• _EXCERPT PROVIDED_
────────────────

[zeromq-dev] zmq REQ to multiple REP sockets

Discussion:

James Bardin

2011-02-08 19:39:10 UTC

Hello,

I'm getting started with zmq, but I'm stumbling on the first problem
I wanted to solve.
I needed a RPC-like system that could connect to multiple servers, and
it the docs made it sound really easy. I would simply connect the
same REQ socket to each server, and everything would work magically.
Blocking, and simple round-robin are fine for what I need in this
situation, but It breaks when one party fails to cooperate.

I guess my question doesn't need multiple servers; since every send on
a REQ socket needs to complete a recv from a REP, what do I do when a
server hangs/disappears/is unavailable? I know how to handle this with
traditional sockets, but how do I get this to error or timeout with
zmq? Please point me to TFM if I missed something obvious.

(I'm best with python , so those are the bindings I'm using BTW, in
case there are any deficiencies in that library).

Thanks,
-jim

Pieter Hintjens

2011-02-08 19:49:48 UTC

Permalink

Hi James,

You would want to use XREQ and XREP sockets, probably, and manage
timeouts using poll. There is a fairly detailed example of an RPC
client and server in C, which can help give a design.

https://github.com/zeromq/zfl/blob/master/src/zfl_rpc.c (client)
https://github.com/zeromq/zfl/blob/master/src/zfl_rpcd.c (server)

This should be documented in Ch4 of the guide at some stage.

-
Pieter Hintjens
iMatix

Post by James Bardin
Hello,
I'm getting started with zmq, but I'm stumbling on the first problem
I wanted to solve.
I needed a RPC-like system that could connect to multiple servers, and
it the docs made it sound really easy. I would simply connect the
same REQ socket to each server, and everything would work magically.
Blocking, and simple round-robin are fine for what I need in this
situation, but It breaks when one party fails to cooperate.

────────────────

• _RECORD LIST_

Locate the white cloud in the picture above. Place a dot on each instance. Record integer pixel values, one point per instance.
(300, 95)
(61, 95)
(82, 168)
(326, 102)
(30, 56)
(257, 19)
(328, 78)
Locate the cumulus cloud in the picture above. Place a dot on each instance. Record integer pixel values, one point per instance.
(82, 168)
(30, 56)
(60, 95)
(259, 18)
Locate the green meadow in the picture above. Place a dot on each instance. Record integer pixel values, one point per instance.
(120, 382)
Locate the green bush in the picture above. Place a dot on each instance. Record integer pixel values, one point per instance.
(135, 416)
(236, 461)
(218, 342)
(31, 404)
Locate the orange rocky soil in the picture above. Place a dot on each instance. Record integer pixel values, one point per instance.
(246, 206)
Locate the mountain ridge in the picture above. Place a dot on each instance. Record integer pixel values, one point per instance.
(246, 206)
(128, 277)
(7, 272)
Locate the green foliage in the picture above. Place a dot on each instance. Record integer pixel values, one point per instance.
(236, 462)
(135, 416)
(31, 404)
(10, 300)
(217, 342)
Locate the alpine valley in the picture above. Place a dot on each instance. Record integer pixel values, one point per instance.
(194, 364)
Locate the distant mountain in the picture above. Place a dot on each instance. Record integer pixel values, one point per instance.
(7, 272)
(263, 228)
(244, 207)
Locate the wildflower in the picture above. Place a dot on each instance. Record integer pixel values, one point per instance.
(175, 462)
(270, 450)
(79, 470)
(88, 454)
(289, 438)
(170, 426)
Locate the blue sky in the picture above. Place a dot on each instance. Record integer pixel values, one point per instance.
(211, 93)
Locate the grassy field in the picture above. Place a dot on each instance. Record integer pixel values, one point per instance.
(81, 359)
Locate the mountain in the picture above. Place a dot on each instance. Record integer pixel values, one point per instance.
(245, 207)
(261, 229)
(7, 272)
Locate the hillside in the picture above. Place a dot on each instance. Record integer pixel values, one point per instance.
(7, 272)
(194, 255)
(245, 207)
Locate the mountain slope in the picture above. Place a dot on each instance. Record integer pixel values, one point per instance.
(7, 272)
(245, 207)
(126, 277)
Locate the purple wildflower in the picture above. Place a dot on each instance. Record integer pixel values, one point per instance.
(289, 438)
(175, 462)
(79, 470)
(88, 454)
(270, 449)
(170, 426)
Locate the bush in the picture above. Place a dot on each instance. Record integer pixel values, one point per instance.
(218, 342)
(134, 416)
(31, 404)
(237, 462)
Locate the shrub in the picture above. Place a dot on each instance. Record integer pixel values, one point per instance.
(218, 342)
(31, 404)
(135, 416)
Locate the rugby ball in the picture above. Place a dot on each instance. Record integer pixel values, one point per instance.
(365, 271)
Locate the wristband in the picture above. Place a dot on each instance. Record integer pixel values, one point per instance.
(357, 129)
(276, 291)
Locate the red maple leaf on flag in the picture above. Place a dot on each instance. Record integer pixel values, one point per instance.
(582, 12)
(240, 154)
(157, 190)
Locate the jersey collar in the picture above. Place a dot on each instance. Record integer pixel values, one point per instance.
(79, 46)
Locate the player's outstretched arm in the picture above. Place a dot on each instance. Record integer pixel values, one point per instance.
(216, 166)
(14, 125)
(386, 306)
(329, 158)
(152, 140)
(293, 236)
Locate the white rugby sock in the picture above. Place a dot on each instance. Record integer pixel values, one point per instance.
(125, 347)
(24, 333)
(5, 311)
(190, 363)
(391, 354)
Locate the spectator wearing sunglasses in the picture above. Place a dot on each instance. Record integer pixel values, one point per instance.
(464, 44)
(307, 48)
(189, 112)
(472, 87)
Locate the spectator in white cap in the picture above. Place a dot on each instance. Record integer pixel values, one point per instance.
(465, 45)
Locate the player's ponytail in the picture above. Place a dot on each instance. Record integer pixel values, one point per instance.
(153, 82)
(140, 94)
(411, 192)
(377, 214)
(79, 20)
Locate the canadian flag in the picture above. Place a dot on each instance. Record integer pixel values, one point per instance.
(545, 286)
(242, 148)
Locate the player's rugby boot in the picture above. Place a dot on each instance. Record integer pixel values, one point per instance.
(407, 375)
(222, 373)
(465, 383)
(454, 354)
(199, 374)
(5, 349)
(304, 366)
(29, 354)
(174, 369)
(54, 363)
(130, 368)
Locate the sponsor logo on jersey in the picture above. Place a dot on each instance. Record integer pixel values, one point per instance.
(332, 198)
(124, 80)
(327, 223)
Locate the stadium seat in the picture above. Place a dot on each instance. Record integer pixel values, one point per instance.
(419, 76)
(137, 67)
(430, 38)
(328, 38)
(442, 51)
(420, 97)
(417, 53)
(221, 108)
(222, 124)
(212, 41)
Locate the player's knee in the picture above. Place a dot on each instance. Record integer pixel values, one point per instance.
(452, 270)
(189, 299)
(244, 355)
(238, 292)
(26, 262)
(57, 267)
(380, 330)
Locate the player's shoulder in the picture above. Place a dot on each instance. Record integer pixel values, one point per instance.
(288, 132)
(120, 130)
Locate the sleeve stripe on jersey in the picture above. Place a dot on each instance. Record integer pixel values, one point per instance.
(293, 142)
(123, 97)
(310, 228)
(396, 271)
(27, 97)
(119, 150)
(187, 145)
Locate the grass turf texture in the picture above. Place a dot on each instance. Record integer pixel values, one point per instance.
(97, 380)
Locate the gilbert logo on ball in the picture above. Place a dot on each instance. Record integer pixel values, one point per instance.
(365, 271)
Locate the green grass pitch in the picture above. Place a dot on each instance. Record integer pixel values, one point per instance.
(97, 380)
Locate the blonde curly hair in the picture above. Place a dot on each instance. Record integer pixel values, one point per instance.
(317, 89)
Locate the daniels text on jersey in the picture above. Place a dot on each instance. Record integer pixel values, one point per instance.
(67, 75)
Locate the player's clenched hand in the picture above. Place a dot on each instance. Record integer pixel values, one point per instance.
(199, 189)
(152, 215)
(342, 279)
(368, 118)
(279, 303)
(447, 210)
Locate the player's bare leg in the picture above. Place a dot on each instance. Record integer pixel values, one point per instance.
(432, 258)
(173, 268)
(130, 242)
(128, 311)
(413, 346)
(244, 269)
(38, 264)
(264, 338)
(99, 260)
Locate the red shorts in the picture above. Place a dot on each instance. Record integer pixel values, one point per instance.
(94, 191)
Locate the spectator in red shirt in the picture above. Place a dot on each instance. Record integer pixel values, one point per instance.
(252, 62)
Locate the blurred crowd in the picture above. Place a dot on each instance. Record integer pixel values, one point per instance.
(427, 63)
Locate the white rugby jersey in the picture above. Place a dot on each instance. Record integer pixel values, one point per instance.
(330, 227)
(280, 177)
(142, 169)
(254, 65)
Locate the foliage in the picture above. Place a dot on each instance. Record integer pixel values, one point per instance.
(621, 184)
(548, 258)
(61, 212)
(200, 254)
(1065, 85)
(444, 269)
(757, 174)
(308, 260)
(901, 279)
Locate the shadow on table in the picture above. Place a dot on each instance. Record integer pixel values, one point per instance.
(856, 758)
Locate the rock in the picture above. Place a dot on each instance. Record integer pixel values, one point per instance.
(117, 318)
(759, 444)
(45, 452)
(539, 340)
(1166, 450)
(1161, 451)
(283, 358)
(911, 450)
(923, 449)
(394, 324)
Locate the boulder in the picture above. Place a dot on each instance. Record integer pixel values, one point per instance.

────────────────

• _INSTRUCTIONS_
**a.** Return the passage of the zmq thread from "I guess my question" to "missed something obvious.", copied word for word.
**b.** Rewrite the paragraph of the zmq thread beginning "You would want to use XREQ and XREP sockets" more briefly, keeping its main facts.
These lines have no connection to the zmq thread.

• _SOLVED PROBLEMS_
**a.**
I guess my question doesn't need multiple servers; since every send on
a REQ socket needs to complete a recv from a REP, what do I do when a
server hangs/disappears/is unavailable? I know how to handle this with
traditional sockets, but how do I get this to error or timeout with
zmq? Please point me to TFM if I missed something obvious.

**b.** Use XREQ and XREP sockets and handle timeouts with poll; a fairly detailed C example of an RPC client and server can help with the design.